• **Required actions**:
1. Copy the stretch of the passage on the NIA Act amendments from "2. The Bill" through "committed in India.".
2. Answer these questions using the passage on the NIA Act amendments:
(a) In what year was the original NIA Act enacted?
(b) Offences under which 1908 Act may the NIA now investigate?
(c) What are NIA investigations of scheduled offences committed outside India subject to?
3. Write the next part of the passage on the NIA Act amendments, picking up after its last sentence.

• **Text excerpt**:
There are three major amendments to the original NIA Act of 2008:

  • Scheduled offences:
    1. In addition to the offences under Acts such as the Unlawful Activities (Prevention) Act, 1967, Atomic Energy Act, 1962, Anti-Hijacking Act, 1982, Suppression of Unlawful Acts Against Safety of Maritime Navigation and Fixed Platforms on Continental Shelf Act, 2002 etc.
    2. The Bill also seeks to allow the NIA to investigate the following offences, in addition: (i) human trafficking, (ii) offences related to counterfeit currency or bank notes, (iii) manufacture or sale of prohibited arms, (iv) cyber-terrorism, and (v) offences under the Explosive Substances Act, 1908.
  • Jurisdiction of the NIA
    1. In addition to investigate and prosecute offences across India, officers of the NIA will have the power to investigate scheduled offences committed outside India, subject to international treaties and domestic laws of other countries.
    2. The central government may direct the NIA to investigate such cases, as if the offence has been committed in India.

• **Information given**:

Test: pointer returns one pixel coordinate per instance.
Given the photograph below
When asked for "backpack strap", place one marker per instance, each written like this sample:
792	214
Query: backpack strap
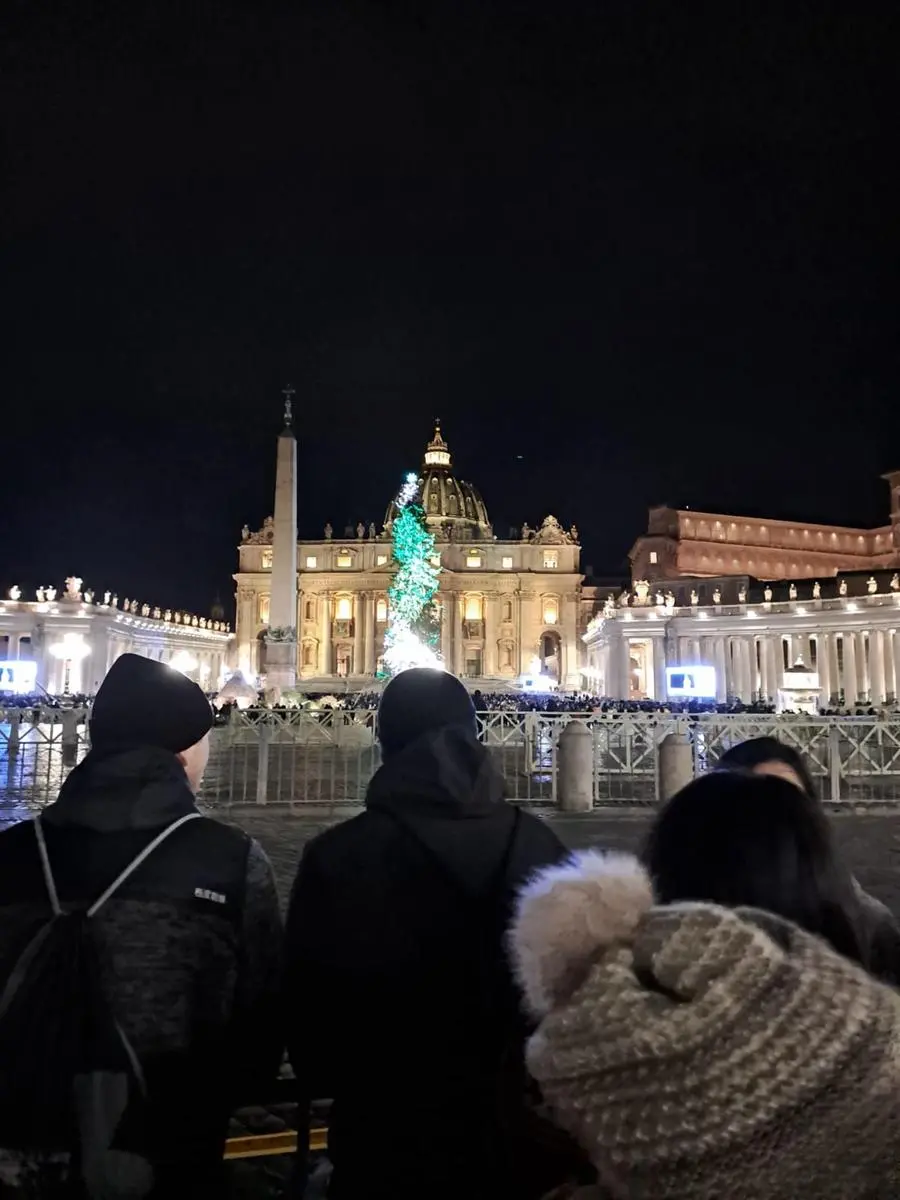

• **Task-by-task outputs**:
1.
2. The Bill also seeks to allow the NIA to investigate the following offences, in addition: (i) human trafficking, (ii) offences related to counterfeit currency or bank notes, (iii) manufacture or sale of prohibited arms, (iv) cyber-terrorism, and (v) offences under the Explosive Substances Act, 1908.
  • Jurisdiction of the NIA
    1. In addition to investigate and prosecute offences across India, officers of the NIA will have the power to investigate scheduled offences committed outside India, subject to international treaties and domestic laws of other countries.
    2. The central government may direct the NIA to investigate such cases, as if the offence has been committed in India.

2.
(a) 2008
(b) The Explosive Substances Act, 1908
(c) International treaties and the domestic laws of other countries

3.
    3. The Special Court in New Delhi will have jurisdiction over these cases.
  •  Special Courts:
    1. The original Act allows the central government to constitute Special Courts for the trial of scheduled offences.
    2. The Bill amends this to state that the central government may designate Sessions Courts as Special Courts for the trial of scheduled offences.
    3. Further, state governments may also designate Sessions Courts as Special Courts for the trial of scheduled offences.

These amendments are welcome as they give more powers to National Investigation Agency to expeditiously investigate and prosecute offences across national and transnational borders. However, there are still certain challenges that have arisen due to new amendments.

Challenges

  • Wary of misuse – The amendments provide sweeping powers to the police officers which can be misused for political vendetta.
  • Against federalism – Policing powers under Constitution remains with the State Government. Giving more powers to NIA officers and widening the scope of crimes interferes into the functioning of state police.
  • Dismal prosecution rate and rising insurgency issues - There are concerns that owing to dismal prosecution rate here in the country so far and rising of insurgents group like United Liberation Front of Assam (ULFA) National Democratic Front of Boroland (NDFB), how reasonable effective it would be to provide more territorial powers.
  • The issue of political interference in the investigation matters of NIA still remain unaddressed.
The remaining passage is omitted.